Task instructions >>
From the piece on the FIELD course below, return everything from "2. Always show" down to "a comprehensive solution.", copied word for word.

Extract provided >>

****************

Marianel Coolen shares what the FIELD course has taught her about training up staff for an humanitarian disaster.
“It sounded like a tornado, followed by a bomb dropping. Then the noise under the ground started. You heard the noise under the ground and it was shaking and shaking, and everybody started running. Houses were falling and falling, the fences were falling, people were falling, people were crying. Twenty seconds later it was over. There was nothing but rubble and dirt. All of a sudden it's dark.” – Haiti earthquake survivor.
Now imagine you’re a local field manager. You’ve got two days to drop everything, get to, and start managing that disaster response. You're the leader of the first wave response team. When you arrive, it’s hot, chaotic, and you’re surrounded by unimaginable suffering. you’ve never been to a response of this scale before.
You're not sure what your priorities should be. Finding an office? Hiring a logistics team? What about staff safety and security given potential aftershocks? Needs assessments? Your days are spent making these decisions and many more. At night, you also take on the finance function until you can get a suitable person in place. A wave of funds and responsibilities descend on you. You weren't trained for this...
Filling the skills gap
Recognising that too many staff face this scenario, World Vision and Save the Children are filling this gap through the FIELD programme course, with support from the IKEA foundation. The FIELD programme is a free, ground-breaking, capacity-building programme that strengthens the local and national capacity of those undertaking a front-line managerial role during humanitarian responses.
Humanitarian field managers, who are often the first to respond to crises but the last to obtain adequate training, now have access to a state-of-the-art learning programme. This is particularly important given the global humanitarian community has committed to elevate localised humanitarian responses; a commitment accelerated due to travel restrictions caused by COVID-19.
Learning from learning
I oversee the FIELD programme and these are the top five things I have learned about producing a course to meet the needs of new field managers facing humanitarian disasters:
1. Don’t reinvent the wheel
When designing a training programme, always look at what content is out there already. What resources can you start working from or could you tap in to? This will save a lot of time and resources.
2. Always show what’s in it for them
Stakeholder engagement at all levels is crucial when designing training. When engaging with stakeholders, always make it about them, elaborating what is in it for them while they are supporting you.
3. Go to your source: the learner
When designing learning, make sure you engage and involve your learner right from the very beginning. They will be able to tell you where the gap is and what they need training on. This will make your training highly effective and relevant. Gathering insights from the learner, rather than solely leadership, ensures learning leaders have a comprehensive understanding of the problem and provide a comprehensive solution.

****************

Information shown >>
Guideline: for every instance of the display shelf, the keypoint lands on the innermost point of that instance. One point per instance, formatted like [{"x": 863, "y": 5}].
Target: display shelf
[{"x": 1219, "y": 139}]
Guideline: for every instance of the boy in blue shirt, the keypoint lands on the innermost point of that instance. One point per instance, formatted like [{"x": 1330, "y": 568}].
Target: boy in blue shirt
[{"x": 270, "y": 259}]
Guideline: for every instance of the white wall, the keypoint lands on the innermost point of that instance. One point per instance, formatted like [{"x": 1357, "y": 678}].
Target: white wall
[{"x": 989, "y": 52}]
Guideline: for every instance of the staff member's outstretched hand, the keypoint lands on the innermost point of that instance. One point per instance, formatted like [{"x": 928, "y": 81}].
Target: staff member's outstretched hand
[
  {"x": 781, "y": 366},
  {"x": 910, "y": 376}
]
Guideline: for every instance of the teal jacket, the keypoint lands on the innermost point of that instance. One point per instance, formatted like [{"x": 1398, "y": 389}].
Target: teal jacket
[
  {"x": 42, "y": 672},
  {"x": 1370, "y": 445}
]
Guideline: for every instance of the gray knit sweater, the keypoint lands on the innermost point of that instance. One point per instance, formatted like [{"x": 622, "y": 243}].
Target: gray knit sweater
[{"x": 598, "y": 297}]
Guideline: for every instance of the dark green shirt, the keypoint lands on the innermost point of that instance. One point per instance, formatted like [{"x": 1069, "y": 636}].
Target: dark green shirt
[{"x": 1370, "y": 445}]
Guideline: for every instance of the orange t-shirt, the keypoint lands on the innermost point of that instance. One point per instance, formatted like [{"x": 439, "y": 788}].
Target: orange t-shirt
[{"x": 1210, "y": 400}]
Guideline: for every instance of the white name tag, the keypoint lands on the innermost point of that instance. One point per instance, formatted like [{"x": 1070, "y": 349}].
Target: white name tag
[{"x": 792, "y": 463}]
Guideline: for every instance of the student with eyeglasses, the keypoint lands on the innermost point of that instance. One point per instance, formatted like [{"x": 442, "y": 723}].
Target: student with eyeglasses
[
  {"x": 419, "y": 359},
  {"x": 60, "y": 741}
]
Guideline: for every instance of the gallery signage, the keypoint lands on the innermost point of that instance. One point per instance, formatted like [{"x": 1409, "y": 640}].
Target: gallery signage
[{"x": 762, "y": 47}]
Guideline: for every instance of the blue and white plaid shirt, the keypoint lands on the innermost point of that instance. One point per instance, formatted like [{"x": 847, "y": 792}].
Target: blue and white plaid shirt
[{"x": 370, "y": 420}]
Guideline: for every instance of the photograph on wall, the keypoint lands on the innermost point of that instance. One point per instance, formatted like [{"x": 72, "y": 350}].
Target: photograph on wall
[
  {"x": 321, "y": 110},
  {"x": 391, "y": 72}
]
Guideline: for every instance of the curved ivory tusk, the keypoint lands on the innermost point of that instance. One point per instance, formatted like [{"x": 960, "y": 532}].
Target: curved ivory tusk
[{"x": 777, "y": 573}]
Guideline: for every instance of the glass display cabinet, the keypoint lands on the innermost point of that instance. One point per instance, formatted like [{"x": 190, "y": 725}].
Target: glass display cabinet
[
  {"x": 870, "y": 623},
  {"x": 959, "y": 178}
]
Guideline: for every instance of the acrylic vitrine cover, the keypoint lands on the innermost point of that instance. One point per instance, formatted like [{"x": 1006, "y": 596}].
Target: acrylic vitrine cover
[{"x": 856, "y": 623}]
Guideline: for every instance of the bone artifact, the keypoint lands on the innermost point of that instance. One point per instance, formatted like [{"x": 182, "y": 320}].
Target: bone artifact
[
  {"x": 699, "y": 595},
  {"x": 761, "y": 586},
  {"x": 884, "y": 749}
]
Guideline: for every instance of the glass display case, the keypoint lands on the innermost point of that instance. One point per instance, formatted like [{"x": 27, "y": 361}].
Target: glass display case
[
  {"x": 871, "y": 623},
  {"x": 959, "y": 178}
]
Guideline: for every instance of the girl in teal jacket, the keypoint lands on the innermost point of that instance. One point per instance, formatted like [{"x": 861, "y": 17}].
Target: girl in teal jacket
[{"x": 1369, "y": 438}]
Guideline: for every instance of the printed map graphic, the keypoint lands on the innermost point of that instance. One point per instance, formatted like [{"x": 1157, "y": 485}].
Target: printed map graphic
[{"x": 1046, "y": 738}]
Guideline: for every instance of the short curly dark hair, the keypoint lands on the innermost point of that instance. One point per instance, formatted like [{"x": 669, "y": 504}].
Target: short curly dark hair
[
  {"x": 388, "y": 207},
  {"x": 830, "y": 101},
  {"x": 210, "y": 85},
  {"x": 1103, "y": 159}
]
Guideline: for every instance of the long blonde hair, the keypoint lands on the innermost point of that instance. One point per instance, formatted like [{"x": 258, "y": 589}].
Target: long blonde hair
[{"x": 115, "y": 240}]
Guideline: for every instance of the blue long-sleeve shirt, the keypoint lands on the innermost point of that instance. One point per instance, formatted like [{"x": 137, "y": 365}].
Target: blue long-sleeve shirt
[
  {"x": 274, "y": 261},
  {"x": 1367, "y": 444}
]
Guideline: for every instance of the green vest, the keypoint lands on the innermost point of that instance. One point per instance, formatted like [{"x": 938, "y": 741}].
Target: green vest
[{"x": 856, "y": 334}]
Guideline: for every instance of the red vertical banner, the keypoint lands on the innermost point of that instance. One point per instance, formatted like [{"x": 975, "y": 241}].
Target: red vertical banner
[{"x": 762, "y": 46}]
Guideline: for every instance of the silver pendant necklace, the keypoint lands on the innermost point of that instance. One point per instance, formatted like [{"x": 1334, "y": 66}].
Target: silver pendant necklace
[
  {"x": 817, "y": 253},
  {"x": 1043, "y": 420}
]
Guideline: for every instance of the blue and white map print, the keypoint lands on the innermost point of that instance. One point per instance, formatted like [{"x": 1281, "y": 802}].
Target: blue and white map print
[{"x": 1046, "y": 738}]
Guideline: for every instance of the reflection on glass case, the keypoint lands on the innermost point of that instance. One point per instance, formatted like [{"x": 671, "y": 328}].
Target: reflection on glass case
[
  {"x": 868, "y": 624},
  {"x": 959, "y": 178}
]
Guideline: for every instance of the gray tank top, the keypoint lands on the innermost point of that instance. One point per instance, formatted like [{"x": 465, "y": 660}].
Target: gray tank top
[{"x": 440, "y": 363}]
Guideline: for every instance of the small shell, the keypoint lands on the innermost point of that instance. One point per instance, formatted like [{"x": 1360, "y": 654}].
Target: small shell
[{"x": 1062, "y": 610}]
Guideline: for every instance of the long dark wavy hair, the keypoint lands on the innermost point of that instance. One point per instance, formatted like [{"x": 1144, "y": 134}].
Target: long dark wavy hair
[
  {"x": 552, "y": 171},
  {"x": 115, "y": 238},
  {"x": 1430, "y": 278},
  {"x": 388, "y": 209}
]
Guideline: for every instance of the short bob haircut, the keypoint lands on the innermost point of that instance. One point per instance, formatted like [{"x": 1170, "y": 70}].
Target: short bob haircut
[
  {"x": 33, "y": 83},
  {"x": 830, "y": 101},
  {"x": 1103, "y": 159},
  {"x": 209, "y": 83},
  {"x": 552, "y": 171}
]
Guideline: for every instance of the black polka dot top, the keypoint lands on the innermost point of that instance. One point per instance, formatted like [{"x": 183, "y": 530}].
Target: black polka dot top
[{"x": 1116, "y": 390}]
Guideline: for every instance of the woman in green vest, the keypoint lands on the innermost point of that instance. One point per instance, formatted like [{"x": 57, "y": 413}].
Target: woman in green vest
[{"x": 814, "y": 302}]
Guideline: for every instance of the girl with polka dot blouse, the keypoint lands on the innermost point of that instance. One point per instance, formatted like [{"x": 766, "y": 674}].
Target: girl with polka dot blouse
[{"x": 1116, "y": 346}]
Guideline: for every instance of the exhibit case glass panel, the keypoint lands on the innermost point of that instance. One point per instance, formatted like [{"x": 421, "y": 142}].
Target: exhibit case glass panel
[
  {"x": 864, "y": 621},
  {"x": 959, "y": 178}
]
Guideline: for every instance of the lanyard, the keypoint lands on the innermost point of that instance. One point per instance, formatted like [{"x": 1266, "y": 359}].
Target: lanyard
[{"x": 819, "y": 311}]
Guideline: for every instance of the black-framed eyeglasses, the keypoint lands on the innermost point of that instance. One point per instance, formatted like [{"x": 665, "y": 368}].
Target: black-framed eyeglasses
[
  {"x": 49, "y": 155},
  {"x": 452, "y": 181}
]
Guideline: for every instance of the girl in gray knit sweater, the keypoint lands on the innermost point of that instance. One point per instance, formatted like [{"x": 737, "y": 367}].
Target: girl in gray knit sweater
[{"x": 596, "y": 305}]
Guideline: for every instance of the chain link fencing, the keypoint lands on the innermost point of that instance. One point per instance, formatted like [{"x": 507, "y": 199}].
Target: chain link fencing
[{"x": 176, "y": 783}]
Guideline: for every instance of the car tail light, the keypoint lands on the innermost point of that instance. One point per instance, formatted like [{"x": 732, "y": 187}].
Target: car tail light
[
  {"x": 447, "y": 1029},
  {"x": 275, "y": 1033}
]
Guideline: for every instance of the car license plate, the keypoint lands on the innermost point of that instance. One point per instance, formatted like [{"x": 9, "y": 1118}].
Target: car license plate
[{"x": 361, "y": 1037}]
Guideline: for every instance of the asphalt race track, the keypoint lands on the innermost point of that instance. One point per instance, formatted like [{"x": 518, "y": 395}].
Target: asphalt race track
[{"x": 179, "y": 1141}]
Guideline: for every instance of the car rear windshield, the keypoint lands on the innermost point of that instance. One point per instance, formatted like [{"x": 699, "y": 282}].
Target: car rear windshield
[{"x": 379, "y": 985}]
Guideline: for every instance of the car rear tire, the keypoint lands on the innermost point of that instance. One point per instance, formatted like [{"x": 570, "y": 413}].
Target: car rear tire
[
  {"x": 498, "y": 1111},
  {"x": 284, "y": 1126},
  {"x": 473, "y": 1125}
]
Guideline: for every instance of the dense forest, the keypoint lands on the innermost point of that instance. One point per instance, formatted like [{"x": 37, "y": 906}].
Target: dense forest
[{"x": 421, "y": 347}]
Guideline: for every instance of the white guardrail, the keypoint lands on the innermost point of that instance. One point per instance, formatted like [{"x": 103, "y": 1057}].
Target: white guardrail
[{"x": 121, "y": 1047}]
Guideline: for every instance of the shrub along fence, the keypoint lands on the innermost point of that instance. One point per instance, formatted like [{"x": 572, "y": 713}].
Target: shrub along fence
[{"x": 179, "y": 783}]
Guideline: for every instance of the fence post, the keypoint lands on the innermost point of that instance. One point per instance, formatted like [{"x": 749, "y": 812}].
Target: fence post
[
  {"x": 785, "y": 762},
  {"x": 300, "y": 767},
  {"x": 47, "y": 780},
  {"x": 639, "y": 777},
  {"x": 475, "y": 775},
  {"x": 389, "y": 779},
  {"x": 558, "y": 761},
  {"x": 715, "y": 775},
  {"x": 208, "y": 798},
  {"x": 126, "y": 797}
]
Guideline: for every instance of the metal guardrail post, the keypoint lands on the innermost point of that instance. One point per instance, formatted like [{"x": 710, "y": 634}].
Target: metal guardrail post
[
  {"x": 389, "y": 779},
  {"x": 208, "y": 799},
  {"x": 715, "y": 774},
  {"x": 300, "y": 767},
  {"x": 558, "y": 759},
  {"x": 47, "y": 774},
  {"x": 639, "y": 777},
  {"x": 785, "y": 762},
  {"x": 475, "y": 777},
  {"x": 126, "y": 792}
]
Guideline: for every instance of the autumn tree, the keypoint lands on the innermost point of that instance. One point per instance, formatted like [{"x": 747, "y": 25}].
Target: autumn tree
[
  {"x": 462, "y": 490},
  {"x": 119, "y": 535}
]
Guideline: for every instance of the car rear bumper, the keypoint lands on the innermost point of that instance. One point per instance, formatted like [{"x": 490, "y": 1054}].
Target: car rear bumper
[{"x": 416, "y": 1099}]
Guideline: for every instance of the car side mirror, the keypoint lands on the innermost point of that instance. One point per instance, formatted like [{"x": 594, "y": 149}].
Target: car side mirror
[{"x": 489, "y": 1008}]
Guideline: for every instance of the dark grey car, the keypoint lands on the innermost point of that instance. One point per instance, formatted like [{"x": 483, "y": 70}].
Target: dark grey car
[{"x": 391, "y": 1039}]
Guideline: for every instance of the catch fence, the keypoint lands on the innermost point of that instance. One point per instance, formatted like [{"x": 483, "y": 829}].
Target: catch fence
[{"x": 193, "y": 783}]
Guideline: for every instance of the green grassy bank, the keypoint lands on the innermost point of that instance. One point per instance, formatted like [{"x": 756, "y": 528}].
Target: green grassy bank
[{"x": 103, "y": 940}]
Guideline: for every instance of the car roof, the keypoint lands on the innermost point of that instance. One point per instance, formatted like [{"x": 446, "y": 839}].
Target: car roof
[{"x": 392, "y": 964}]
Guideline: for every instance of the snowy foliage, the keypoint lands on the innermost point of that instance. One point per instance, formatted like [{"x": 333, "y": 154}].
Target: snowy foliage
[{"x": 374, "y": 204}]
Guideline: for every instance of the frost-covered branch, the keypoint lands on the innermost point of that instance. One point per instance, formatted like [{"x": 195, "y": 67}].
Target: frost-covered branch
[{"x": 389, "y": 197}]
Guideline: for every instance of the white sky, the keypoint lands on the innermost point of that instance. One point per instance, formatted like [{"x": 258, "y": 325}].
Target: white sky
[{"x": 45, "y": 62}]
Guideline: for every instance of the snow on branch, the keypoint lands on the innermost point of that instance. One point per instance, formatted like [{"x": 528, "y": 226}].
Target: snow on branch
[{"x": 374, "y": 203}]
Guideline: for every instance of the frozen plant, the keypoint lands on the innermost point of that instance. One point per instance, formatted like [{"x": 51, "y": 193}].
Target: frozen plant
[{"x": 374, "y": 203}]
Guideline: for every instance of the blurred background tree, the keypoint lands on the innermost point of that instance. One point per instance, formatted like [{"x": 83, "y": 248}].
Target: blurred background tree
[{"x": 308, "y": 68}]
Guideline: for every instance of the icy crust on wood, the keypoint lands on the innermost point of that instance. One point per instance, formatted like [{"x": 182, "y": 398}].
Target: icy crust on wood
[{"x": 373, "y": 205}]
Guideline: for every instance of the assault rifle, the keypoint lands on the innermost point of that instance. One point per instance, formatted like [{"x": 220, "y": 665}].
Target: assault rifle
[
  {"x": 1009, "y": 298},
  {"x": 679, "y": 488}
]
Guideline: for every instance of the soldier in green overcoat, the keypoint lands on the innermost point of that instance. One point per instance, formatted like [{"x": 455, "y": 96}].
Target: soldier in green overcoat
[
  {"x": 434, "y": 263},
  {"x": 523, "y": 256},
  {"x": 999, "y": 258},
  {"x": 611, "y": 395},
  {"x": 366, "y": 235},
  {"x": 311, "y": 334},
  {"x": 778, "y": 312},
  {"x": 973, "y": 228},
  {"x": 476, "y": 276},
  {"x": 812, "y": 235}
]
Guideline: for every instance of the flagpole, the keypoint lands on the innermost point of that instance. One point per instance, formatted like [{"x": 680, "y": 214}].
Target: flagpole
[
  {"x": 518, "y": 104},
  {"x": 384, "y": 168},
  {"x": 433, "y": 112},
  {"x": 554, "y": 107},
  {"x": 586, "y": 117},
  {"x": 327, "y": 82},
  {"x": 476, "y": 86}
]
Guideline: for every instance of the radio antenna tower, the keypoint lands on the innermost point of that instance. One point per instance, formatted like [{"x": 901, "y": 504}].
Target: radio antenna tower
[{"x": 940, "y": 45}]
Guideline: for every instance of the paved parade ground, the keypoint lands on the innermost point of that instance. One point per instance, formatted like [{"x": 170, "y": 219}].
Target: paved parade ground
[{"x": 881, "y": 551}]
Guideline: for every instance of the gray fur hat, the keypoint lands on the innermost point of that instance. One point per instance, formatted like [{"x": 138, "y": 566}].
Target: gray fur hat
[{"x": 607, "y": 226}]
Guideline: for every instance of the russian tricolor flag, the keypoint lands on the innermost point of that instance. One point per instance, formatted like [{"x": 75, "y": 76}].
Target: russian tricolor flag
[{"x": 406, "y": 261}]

****************

Finished task >>
2. Always show what’s in it for them
Stakeholder engagement at all levels is crucial when designing training. When engaging with stakeholders, always make it about them, elaborating what is in it for them while they are supporting you.
3. Go to your source: the learner
When designing learning, make sure you engage and involve your learner right from the very beginning. They will be able to tell you where the gap is and what they need training on. This will make your training highly effective and relevant. Gathering insights from the learner, rather than solely leadership, ensures learning leaders have a comprehensive understanding of the problem and provide a comprehensive solution.